DATA ENTRIES |
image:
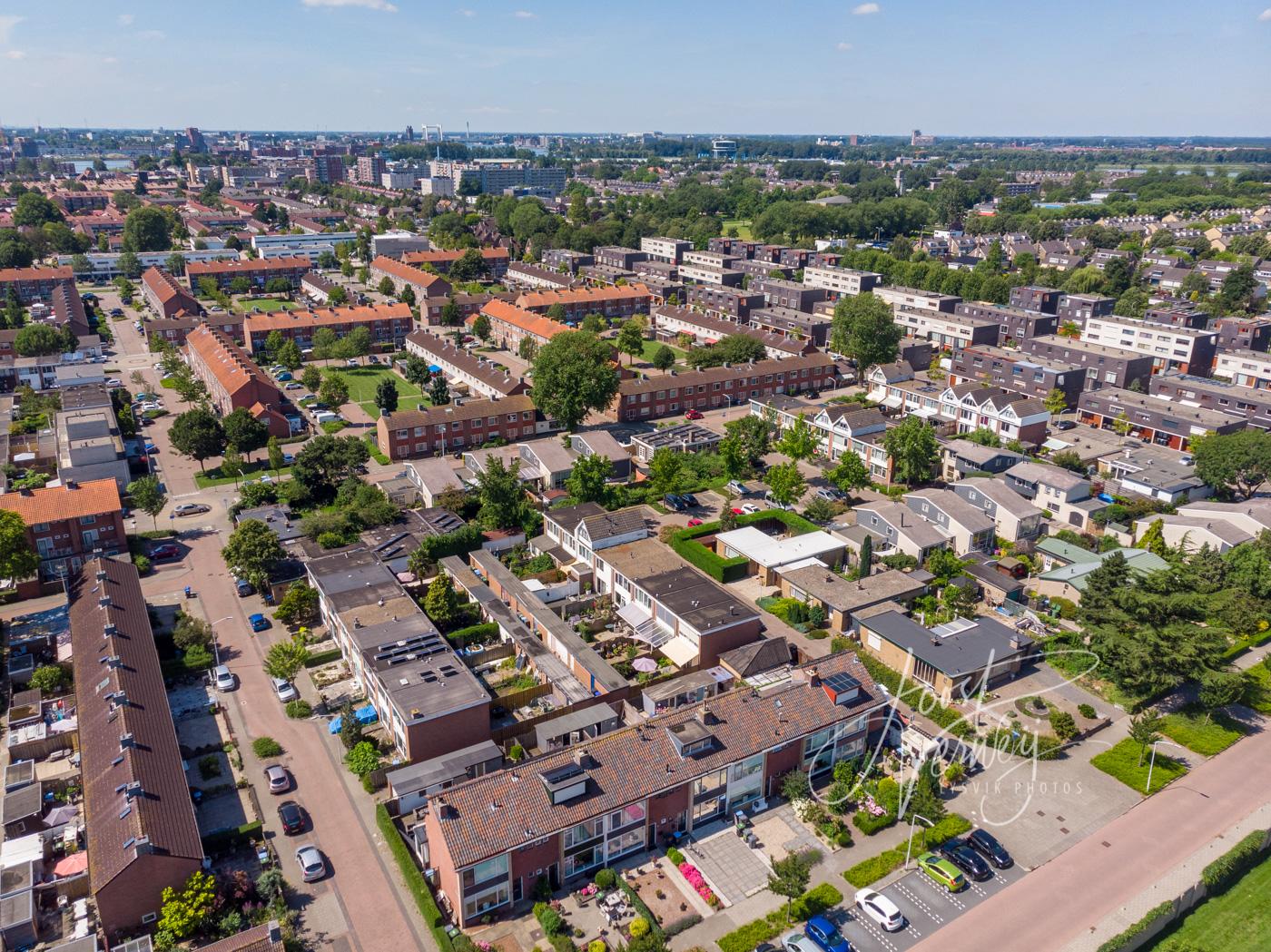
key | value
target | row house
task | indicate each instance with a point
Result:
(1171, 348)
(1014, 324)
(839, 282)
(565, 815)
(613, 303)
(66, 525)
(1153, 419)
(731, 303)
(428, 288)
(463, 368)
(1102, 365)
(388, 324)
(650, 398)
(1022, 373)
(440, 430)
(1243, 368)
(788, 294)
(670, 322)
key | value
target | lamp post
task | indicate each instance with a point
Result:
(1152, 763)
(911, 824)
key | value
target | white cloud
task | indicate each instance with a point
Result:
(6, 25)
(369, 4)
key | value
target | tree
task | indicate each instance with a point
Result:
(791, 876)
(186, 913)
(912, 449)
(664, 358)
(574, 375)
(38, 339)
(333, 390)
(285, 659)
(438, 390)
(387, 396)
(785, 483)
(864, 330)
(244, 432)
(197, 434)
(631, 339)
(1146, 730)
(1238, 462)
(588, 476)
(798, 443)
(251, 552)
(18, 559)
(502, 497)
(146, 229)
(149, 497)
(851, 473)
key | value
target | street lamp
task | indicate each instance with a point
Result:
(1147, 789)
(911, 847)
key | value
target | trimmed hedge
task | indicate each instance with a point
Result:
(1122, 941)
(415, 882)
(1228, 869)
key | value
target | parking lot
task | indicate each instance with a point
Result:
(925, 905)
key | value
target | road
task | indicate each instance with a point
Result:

REQUIREMENT | Copy all the records above exactly, but leave out the pictures.

CORRECT RESPONSE |
image:
key | value
target | row house
task | indicate each instance with a point
Result:
(1171, 348)
(1014, 324)
(839, 282)
(565, 815)
(613, 303)
(66, 525)
(1153, 419)
(731, 303)
(428, 288)
(463, 368)
(1102, 365)
(388, 324)
(650, 398)
(1022, 373)
(440, 430)
(1243, 368)
(788, 294)
(670, 322)
key | value
target | lamp post
task | indicate each instance with a point
Result:
(1152, 763)
(911, 824)
key | value
target | white cloud
task | indicate each instance with a point
Result:
(6, 25)
(369, 4)
key | value
target | tree
task | indicate each instance with a point
Result:
(791, 876)
(186, 913)
(912, 449)
(664, 358)
(574, 375)
(38, 339)
(333, 390)
(285, 659)
(438, 390)
(387, 396)
(785, 483)
(864, 330)
(244, 432)
(197, 434)
(631, 339)
(1146, 730)
(1238, 462)
(588, 476)
(798, 443)
(251, 552)
(18, 559)
(502, 497)
(146, 229)
(149, 497)
(851, 473)
key | value
target | street lamp
task | indicate each instance with a point
Result:
(1147, 789)
(911, 847)
key | value
target | trimmed hedge
task | indicate each instance with a point
Result:
(1122, 941)
(415, 882)
(1228, 869)
key | value
target | parking lot
task | indicate each instance with a point
Result:
(925, 905)
key | value
target | road
task | indicate each instance with a point
Result:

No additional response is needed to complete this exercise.